Objective: The data below should be restated word for word, with every picture omitted.

[Point annotations for photos]
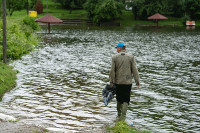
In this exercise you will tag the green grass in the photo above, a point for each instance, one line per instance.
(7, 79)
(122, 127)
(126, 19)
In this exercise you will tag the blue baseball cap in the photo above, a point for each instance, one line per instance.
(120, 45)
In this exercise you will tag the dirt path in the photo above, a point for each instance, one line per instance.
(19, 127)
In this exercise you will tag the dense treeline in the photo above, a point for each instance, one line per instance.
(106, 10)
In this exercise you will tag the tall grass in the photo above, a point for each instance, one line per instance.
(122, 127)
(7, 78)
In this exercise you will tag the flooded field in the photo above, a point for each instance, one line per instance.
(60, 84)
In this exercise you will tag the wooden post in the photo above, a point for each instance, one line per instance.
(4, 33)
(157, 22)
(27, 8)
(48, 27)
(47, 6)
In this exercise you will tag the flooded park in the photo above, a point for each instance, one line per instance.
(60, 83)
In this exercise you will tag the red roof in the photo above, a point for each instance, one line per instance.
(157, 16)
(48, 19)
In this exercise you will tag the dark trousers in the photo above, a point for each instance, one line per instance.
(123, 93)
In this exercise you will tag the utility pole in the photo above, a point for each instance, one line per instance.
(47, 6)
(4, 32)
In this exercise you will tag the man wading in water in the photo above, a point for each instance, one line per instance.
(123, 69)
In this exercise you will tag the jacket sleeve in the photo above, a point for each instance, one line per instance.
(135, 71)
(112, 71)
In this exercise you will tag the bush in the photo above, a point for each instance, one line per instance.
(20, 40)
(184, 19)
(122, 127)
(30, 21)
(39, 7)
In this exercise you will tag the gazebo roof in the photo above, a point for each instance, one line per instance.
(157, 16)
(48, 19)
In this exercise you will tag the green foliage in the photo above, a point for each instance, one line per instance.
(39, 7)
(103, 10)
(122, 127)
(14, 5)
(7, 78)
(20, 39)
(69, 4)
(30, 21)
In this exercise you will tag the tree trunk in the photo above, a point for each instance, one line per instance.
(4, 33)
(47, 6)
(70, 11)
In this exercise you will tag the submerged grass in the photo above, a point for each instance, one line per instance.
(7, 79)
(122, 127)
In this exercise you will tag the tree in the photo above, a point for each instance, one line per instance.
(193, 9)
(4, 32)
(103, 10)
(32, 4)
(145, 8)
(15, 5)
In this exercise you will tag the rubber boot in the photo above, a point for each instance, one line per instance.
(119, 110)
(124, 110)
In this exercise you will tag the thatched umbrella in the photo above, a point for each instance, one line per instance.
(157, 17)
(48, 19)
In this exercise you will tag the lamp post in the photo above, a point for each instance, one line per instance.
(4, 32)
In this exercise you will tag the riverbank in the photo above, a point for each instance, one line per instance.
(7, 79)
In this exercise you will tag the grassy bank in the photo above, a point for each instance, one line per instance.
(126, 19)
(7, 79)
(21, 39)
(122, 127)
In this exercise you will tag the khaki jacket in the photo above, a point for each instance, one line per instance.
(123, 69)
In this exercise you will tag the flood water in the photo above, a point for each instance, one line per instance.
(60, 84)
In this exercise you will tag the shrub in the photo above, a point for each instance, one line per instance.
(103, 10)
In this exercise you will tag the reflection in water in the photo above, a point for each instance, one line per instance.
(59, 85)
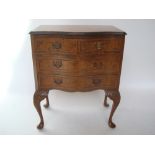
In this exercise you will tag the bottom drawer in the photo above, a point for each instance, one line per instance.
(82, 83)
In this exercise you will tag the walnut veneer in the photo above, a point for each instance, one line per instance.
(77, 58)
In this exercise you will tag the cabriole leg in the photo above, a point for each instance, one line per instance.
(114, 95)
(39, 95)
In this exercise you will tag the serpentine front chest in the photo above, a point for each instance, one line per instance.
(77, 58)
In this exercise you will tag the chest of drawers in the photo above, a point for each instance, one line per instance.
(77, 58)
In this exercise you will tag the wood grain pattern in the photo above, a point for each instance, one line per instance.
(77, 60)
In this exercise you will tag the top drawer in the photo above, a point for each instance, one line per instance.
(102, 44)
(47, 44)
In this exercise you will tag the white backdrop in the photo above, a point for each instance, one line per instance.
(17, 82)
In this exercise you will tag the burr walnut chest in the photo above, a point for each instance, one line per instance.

The completed task:
In this exercise you will tag the green grass in the photo above, a point for each instance, one line per instance.
(7, 79)
(122, 127)
(126, 19)
In this exercise you will tag the blue baseball cap in the photo above, a point for each instance, one line per instance.
(120, 45)
In this exercise you will tag the dirt path in the photo above, a point for each instance, one line per instance.
(19, 127)
In this exercise you will tag the dense treeline in the photo above, a point for each instance, one line per instance.
(106, 10)
In this exercise you will tag the tall grass in the photo above, a point for each instance, one line per instance.
(122, 127)
(7, 78)
In this exercise you will tag the flooded field in the photo above, a point for each instance, one line per instance.
(60, 84)
In this exercise you will tag the wooden post in the photo above, a point for each instance, one line per instance.
(4, 33)
(157, 22)
(27, 8)
(48, 27)
(47, 6)
In this exercise you will tag the flooded park in the photo above, a point for each instance, one line per instance.
(60, 83)
In this exercise you will tag the red roof in the photo above, a point for each instance, one line per instance.
(157, 16)
(48, 19)
In this exercise you will tag the dark trousers in the photo above, a point for each instance, one line per instance.
(123, 93)
In this exercise you will tag the utility pole in the photo above, a point for each instance, one line per instance.
(47, 6)
(4, 32)
In this exercise you will tag the man wading in water in the photo above, a point for each instance, one line per instance.
(123, 69)
In this exercise you will tag the jacket sleeve in the photo above, a point for each instance, one line per instance.
(135, 71)
(112, 71)
In this exercise you will tag the bush in the photo above, a point for each instance, one line per instance.
(20, 40)
(184, 19)
(122, 127)
(30, 21)
(39, 7)
In this exercise you will tag the gazebo roof in the photo above, a point for each instance, one line per instance.
(157, 16)
(48, 19)
In this exercise you will tag the green foliage in the photo above, a point for each instance, one line per instance.
(39, 7)
(103, 10)
(122, 127)
(14, 5)
(7, 78)
(20, 39)
(69, 4)
(30, 21)
In this exercise you will tag the tree trunk in the photo above, a point for each instance, one line per instance.
(4, 33)
(47, 6)
(70, 11)
In this exercise you will tag the submerged grass in the photo above, a point for each instance, one line per instance.
(7, 79)
(122, 127)
In this exercise you will tag the tree in the photo above, a point for each instance, one line per instance.
(193, 9)
(4, 32)
(103, 10)
(32, 4)
(145, 8)
(15, 5)
In this exercise you will tag the rubber boot in the photo above, a point for each instance, one line per instance.
(119, 110)
(124, 110)
In this exercise you will tag the thatched umbrella in the photo above, a point for each instance, one line per instance.
(157, 17)
(48, 19)
In this exercise you will tag the lamp post in the photo above, a point for each instance, one line per instance.
(4, 32)
In this exercise you will tag the riverbank in the photo above, a point for each instance, one line per instance.
(7, 79)
In this exercise you will tag the grassy bank in the photo above, a point for each instance, one line per instance.
(126, 19)
(7, 79)
(21, 39)
(122, 127)
In this exercise you will tag the khaki jacket in the photo above, a point for each instance, one line per instance.
(123, 69)
In this exercise you will tag the flood water in the photo above, a point for each instance, one line per instance.
(60, 84)
In this exercise you will tag the shrub in the photo above, a point for each instance, one line per instance.
(103, 10)
In this exercise you will tag the reflection in water in the photo above, a point for each instance, one line per instance.
(59, 85)
In this exercise you will tag the bottom drawer in the photo above, a point for each instance, one line per instance.
(82, 83)
In this exercise you will tag the walnut veneer in the photo above, a point for each instance, one line per instance.
(77, 58)
In this exercise you will tag the cabriole leg in the photo above, a point for each instance, one line per instance.
(114, 95)
(39, 95)
In this exercise you will tag the serpentine front chest in the photo above, a point for each instance, one line per instance.
(77, 58)
In this exercise you will tag the chest of drawers in the photo above, a point for each instance, one line per instance.
(77, 58)
In this exercise you will tag the wood grain pattern in the photo above, a point for each instance, one line per instance.
(77, 60)
In this exercise you will tag the top drawer in the photo above, a point for each instance, one line per instance.
(102, 44)
(47, 44)
In this exercise you will tag the white backdrop in the photo above, a point for each instance, one line per instance.
(17, 82)
In this exercise you will tag the burr walnut chest in the photo above, a point for each instance, one line per instance.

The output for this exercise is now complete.